What needs to be done –
If a line in the entries below contains "stem", copy it.

Information –
==============================

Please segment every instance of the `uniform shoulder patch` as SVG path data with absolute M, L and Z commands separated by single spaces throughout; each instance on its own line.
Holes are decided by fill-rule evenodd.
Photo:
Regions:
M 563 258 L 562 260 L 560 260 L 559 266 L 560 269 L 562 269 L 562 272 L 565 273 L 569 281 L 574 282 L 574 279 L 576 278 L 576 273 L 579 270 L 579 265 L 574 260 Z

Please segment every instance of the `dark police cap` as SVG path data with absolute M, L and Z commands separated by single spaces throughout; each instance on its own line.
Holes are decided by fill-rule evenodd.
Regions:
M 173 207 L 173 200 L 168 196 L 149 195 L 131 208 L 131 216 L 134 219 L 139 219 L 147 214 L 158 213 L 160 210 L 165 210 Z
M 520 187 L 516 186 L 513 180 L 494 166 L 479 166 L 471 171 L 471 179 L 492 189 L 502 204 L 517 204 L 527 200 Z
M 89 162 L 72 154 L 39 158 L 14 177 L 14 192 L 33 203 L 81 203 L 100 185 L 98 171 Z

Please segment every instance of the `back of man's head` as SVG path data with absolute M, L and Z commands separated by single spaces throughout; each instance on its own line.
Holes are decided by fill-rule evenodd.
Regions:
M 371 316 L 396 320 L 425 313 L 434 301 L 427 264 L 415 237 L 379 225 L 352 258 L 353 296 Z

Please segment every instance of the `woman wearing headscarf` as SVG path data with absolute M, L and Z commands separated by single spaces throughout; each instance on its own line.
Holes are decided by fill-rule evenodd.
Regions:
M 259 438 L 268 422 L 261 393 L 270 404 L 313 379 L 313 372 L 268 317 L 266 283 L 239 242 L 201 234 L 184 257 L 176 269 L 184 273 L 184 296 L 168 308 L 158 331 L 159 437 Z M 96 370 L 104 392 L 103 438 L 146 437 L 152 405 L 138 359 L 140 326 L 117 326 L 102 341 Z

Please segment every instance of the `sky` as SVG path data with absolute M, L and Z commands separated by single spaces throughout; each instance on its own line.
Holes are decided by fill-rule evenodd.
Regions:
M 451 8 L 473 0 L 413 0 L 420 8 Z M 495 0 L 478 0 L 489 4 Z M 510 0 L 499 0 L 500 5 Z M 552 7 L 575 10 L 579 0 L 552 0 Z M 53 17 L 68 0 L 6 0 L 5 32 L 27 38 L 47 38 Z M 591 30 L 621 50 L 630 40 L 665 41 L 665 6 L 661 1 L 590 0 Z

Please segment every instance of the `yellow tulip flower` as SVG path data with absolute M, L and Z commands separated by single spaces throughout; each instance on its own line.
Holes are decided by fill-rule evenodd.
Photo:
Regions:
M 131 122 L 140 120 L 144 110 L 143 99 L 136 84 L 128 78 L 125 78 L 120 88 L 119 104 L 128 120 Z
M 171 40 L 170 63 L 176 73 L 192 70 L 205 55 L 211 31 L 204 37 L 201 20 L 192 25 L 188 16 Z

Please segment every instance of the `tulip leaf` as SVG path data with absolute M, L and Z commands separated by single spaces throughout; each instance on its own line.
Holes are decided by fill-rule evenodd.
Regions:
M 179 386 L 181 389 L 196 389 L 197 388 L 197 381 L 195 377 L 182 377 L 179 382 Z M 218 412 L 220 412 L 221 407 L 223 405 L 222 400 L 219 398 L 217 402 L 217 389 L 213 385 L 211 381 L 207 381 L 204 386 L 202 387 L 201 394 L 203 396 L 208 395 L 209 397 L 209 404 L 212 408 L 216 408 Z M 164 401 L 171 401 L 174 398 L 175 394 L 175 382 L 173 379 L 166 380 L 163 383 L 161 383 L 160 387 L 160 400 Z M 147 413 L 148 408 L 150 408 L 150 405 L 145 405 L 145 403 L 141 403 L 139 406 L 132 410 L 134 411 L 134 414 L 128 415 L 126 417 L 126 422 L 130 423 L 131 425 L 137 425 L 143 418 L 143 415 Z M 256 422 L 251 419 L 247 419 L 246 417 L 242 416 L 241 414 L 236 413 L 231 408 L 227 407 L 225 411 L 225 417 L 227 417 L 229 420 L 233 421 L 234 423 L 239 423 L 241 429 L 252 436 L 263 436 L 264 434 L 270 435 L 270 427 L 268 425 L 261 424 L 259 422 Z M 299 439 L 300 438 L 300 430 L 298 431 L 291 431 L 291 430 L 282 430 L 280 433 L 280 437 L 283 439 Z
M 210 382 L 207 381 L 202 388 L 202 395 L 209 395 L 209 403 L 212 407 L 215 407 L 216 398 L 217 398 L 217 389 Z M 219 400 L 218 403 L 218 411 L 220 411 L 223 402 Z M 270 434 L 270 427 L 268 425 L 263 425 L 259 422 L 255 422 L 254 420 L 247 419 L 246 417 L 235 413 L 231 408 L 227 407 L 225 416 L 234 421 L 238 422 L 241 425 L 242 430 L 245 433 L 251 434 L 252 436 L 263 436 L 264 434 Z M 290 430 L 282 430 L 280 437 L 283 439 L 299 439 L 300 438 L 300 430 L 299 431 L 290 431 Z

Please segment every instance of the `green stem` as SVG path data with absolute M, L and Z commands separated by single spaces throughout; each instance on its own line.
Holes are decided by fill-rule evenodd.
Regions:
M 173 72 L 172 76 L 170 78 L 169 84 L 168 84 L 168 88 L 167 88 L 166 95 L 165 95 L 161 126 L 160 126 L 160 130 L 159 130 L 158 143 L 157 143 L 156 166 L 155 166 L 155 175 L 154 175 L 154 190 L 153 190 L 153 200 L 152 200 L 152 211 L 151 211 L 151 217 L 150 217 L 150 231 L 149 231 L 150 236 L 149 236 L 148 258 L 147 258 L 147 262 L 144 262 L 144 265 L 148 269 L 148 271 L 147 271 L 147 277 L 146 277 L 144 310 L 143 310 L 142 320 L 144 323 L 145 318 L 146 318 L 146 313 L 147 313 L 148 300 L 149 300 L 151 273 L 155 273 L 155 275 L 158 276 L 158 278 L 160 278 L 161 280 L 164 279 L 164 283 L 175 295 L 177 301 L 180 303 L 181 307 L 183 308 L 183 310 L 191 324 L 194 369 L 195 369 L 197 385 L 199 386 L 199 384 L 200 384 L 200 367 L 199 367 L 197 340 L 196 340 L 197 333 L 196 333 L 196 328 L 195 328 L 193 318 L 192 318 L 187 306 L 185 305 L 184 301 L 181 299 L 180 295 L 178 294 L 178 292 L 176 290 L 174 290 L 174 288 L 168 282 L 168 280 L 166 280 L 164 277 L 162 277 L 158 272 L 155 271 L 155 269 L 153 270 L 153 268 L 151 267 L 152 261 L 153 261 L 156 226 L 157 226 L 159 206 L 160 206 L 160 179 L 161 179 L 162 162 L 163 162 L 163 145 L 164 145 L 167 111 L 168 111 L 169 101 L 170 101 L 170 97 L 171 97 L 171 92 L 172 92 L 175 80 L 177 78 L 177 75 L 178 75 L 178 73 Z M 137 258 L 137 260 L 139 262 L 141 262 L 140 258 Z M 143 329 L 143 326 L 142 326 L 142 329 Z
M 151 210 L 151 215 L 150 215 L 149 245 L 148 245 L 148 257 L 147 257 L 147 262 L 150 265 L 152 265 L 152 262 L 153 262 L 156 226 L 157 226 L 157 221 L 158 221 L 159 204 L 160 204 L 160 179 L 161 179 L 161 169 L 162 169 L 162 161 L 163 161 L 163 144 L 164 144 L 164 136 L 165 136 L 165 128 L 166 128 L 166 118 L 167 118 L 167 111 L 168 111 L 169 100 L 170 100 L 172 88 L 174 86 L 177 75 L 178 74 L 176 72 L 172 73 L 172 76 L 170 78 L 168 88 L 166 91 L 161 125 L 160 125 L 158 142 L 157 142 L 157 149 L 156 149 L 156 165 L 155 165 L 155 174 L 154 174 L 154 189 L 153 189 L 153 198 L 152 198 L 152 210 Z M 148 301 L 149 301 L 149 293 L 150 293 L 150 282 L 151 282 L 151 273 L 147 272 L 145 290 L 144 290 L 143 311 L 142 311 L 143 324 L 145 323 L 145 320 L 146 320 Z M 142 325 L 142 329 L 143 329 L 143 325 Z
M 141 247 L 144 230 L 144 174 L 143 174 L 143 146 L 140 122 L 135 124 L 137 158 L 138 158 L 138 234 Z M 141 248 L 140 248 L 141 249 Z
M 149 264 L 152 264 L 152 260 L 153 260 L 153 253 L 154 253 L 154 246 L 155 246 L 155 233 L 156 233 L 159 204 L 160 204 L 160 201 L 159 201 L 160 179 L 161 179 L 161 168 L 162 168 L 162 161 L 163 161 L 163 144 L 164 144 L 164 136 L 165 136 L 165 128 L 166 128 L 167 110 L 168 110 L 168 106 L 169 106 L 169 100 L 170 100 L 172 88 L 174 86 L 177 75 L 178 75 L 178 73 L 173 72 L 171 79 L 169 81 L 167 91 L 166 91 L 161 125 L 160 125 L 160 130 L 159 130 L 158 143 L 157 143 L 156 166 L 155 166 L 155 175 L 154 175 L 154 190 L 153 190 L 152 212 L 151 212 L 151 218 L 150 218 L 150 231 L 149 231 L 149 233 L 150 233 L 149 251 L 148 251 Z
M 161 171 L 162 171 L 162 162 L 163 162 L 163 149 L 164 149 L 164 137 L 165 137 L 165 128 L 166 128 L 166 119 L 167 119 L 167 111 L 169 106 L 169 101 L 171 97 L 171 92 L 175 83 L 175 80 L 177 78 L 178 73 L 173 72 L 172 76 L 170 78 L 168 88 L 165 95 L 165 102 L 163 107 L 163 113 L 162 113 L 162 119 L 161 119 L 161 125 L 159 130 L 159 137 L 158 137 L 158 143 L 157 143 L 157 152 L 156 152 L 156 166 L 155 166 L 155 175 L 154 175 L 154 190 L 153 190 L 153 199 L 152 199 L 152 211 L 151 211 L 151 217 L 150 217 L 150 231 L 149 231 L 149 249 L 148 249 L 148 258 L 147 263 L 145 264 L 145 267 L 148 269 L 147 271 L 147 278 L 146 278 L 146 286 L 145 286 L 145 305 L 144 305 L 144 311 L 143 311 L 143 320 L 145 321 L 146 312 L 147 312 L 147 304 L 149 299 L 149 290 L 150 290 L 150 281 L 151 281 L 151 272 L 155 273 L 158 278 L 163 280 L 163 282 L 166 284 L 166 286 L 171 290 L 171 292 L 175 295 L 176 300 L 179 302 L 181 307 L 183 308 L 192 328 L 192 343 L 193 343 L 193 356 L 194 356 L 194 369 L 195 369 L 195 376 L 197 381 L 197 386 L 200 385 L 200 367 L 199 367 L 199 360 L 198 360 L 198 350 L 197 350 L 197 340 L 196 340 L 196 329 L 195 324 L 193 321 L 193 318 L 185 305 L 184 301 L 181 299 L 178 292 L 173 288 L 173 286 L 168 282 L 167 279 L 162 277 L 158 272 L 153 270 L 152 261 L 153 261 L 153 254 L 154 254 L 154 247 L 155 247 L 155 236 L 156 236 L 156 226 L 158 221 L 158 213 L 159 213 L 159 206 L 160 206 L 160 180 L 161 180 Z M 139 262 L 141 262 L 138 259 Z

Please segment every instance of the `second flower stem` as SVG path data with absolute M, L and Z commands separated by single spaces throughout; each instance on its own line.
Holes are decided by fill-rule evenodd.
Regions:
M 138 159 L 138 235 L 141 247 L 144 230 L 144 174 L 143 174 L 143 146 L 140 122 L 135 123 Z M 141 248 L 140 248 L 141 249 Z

==============================

Answer –
Please segment every instance of the `green stem` as SVG path data with absolute M, L and Z commands separated by single spaces throughout; each instance on its own line.
Please segment every instance of the `second flower stem` as SVG path data with absolute M, L and Z commands separated by single spaces throughout; each instance on its own line.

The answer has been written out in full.